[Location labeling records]
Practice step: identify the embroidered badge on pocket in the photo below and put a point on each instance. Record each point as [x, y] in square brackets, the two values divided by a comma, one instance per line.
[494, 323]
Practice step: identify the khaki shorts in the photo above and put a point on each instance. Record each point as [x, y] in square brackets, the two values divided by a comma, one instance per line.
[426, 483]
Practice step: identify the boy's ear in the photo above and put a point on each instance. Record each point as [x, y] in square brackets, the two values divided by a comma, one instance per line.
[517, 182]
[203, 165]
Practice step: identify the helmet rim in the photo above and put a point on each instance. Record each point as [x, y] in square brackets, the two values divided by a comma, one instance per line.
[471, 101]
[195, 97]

== PROBLEM REQUIREMENTS ==
Please copy all of the material above line for line, changing nothing.

== TASK OUTPUT ==
Practice step: identify the embroidered badge on pocket in the photo below and put a point on each instance. Record each point as [x, y] in square brackets, the two values divided by a comma, one instance per line.
[494, 323]
Practice step: identify the khaki shorts in the photo above and put a point on each instance. Record each point as [x, y] in square brackets, the two values divided by a comma, one instance per line.
[426, 483]
Practice step: identify the boy's ear in the photo above and put a point on each instance. Record each point as [x, y] in square brackets, the two values divided by a comma, one instance per line.
[517, 182]
[203, 165]
Practice step: identify the helmet rim in the photo above and put a point on each instance. Record each point as [x, y] in square brackets, the two values divided by a comma, one instance per line.
[471, 101]
[195, 97]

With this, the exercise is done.